**SELECTED EXCERPT**:
-- start --

Ten years to the day of being elected president, former President Barack Obama is home revving up a get-out-the-vote rally Sunday, pushing voters to cast ballots early or turn out on Tuesday for the Illinois Democrat ticket.
“The character of our nation is on the ballot,” a hoarse Obama told the crowd Sunday at the rally, which kicked off at 3 p.m. at the University of Illinois at Chicago Pavilion, 525 S. Racine Ave.
“When you vote, when you participate in the political process, you can be a check on bad behavior,” Obama said.
As the rally ended, Obama joined Illinois Democratic candidates including J.B. Pritzker, his running mate, Juliana Stratton, and Illinois attorney general hopeful Kwame Raoul onstage. “Out of this political darkness, around the country, I am seeing an awakening,” Obama told the crowd.
Grammy- and Academy Award-winning rapper and actor Common energized the crowd earlier in the event.
“Hey everybody, I’m from the South Side of Chicago,” Common said.
Long lines of people stood outside the pavilion Sunday despite the rain.
Gubernatorial candidate Pritzker took the stage before Obama spoke to say “hatred and misogyny should have no place in America.” He told the crowd, “This election is about what Illinois can be.”

-- end --

**LISTING**:

-- start --

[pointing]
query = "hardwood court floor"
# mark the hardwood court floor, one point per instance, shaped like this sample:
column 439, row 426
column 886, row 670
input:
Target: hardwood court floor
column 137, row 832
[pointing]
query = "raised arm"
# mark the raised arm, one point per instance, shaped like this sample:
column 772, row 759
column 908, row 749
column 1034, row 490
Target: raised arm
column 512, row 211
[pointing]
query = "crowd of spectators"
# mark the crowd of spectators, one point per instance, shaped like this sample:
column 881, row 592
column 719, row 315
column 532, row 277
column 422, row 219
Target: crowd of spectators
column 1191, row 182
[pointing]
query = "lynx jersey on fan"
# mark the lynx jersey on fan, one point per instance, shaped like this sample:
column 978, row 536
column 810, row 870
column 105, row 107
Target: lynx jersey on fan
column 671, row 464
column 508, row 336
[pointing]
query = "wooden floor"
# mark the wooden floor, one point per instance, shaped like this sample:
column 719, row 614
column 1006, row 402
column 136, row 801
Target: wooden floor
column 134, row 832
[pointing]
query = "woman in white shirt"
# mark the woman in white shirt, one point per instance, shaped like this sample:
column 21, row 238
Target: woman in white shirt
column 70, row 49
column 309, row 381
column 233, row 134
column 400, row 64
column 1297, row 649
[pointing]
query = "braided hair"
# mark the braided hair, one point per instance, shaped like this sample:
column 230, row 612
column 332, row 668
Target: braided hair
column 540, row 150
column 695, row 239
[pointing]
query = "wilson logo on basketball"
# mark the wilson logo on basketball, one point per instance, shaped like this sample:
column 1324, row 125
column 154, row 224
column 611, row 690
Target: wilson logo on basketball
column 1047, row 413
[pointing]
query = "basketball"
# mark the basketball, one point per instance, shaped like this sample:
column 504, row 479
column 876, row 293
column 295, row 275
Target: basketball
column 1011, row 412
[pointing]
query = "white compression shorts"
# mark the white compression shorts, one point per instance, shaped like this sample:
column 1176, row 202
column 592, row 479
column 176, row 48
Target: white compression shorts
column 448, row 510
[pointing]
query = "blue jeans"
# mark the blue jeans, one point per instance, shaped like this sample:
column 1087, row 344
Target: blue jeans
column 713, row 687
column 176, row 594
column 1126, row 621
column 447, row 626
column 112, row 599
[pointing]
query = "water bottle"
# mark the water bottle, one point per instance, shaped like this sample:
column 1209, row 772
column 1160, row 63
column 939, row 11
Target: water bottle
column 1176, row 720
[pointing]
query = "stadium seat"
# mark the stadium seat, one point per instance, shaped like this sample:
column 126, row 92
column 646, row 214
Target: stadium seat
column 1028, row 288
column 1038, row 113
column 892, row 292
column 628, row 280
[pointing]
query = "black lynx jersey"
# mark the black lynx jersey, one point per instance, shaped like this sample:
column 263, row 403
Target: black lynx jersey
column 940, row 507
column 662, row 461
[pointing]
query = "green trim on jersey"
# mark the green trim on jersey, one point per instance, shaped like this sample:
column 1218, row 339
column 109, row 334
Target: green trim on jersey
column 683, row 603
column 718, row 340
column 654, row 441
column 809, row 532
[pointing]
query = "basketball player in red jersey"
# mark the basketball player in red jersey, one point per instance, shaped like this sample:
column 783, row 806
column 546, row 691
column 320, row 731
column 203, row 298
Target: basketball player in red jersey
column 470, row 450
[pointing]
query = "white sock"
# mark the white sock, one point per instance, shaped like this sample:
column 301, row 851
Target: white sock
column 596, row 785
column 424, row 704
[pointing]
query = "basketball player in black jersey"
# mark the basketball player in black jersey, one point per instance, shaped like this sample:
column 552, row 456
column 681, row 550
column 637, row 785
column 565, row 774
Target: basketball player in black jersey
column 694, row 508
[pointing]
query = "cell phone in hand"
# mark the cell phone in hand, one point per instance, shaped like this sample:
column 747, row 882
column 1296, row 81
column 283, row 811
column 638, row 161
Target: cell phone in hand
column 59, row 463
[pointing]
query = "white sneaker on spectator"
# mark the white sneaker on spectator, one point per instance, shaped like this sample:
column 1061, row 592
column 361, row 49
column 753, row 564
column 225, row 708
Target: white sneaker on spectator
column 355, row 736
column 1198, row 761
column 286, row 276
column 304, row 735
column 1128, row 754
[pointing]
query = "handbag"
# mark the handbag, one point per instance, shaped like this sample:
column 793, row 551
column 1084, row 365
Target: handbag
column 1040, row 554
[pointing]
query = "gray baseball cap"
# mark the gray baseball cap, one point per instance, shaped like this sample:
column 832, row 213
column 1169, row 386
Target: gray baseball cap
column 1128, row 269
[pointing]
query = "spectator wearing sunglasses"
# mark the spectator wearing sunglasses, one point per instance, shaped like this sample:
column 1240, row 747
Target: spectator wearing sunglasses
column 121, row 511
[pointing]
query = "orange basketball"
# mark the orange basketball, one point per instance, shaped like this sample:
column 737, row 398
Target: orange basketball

-- end --

**WHAT THIS EXERCISE ASKS**:
• A. Rewrite the listing, starting with its first line and going on through the line with "column 1047, row 413", swapping "one point per instance" for "a single point for each instance" and leaving everything else unchanged.
• B. Carry on the article about Obama's Chicago get-out-the-vote rally from where it stops.
The rally article and the listing are separate, unrelated material.

**OUTPUTS BY TASK**:
• A.
[pointing]
query = "hardwood court floor"
# mark the hardwood court floor, a single point for each instance, shaped like this sample:
column 439, row 426
column 886, row 670
input:
Target: hardwood court floor
column 137, row 832
[pointing]
query = "raised arm"
# mark the raised arm, a single point for each instance, shaped like this sample:
column 772, row 759
column 908, row 749
column 1034, row 490
Target: raised arm
column 512, row 211
[pointing]
query = "crowd of spectators"
# mark the crowd of spectators, a single point for each instance, shaped like this sample:
column 881, row 592
column 719, row 315
column 532, row 277
column 422, row 219
Target: crowd of spectators
column 1191, row 182
[pointing]
query = "lynx jersey on fan"
# mark the lynx jersey on fan, a single point for each instance, shaped like this sample:
column 978, row 536
column 810, row 870
column 105, row 107
Target: lynx jersey on fan
column 671, row 464
column 508, row 336
[pointing]
query = "wooden floor"
# mark the wooden floor, a single point for each instance, shaped like this sample:
column 719, row 614
column 1006, row 402
column 136, row 801
Target: wooden floor
column 134, row 832
[pointing]
query = "woman in white shirt"
# mark the woman in white shirt, a single point for each instance, shaped like this sample:
column 21, row 238
Target: woman in white shirt
column 70, row 49
column 309, row 381
column 233, row 134
column 400, row 64
column 1297, row 649
[pointing]
query = "braided hair"
# mark the braided hair, a single point for each instance, shaped like this sample:
column 230, row 612
column 332, row 668
Target: braided hair
column 540, row 150
column 695, row 239
[pointing]
query = "wilson logo on basketball"
# mark the wilson logo on basketball, a single point for each instance, shaped like this sample:
column 1324, row 125
column 154, row 224
column 611, row 690
Target: wilson logo on basketball
column 1047, row 413

• B.
Raoul told the crowd, “I’m a proud son of Haitian immigrants who did not come from [a] s-hole,” referencing reports of President Donald Trump’s disparaging remarks about immigration from several countries earlier this year. “I am a birthright baby,” Raoul said.
Comptroller and likely Chicago mayoral contender Susana Mendoza called herself at the rally “your truth-telling fiscal watchdog who is not afraid to stand up to Bruce Rauner.”
Getting big cheers early in the rally: U.S. House hopeful Lauren Underwood, the nurse running against GOP Rep. Randy Hultgren. Another U.S. House candidate, Sean Casten, was also slated to speak.
Illinois Democratic Sen. Dick Durbin told the crowd at UIC the election Tuesday is about “saying no to hate and fear we hear from this president every day.”
Democratic Sen. Tammy Duckworth delivered a stemwinder at the rally: On Tuesday, be there to “say no to [President Trump], say no to [Gov. Bruce Rauner,]” and say no to a “petulant schoolyard bully of a president.” Both Durbin and Duckworth have both been on the Illinois road for Democrats. Neither are up for re-election this year.
Illinois Democratic Party chair Michael Madigan will not be at the rally, sources say. But Chicago Mayor Rahm Emanuel did show up backstage, according to a source who said he and Obama “chatted about midterm expectations, what they are hearing about races around the county and about the Obama Presidential Center.”
Rauner hits the trail
Rauner is looking to boost GOP turnout with stops Sunday in Decatur; Gibson City; Morris, and St. Charles. While the Illinois Democratic ticket is united, the GOP contenders are not stumping together in the final days of the campaign.
Early voting ends Monday.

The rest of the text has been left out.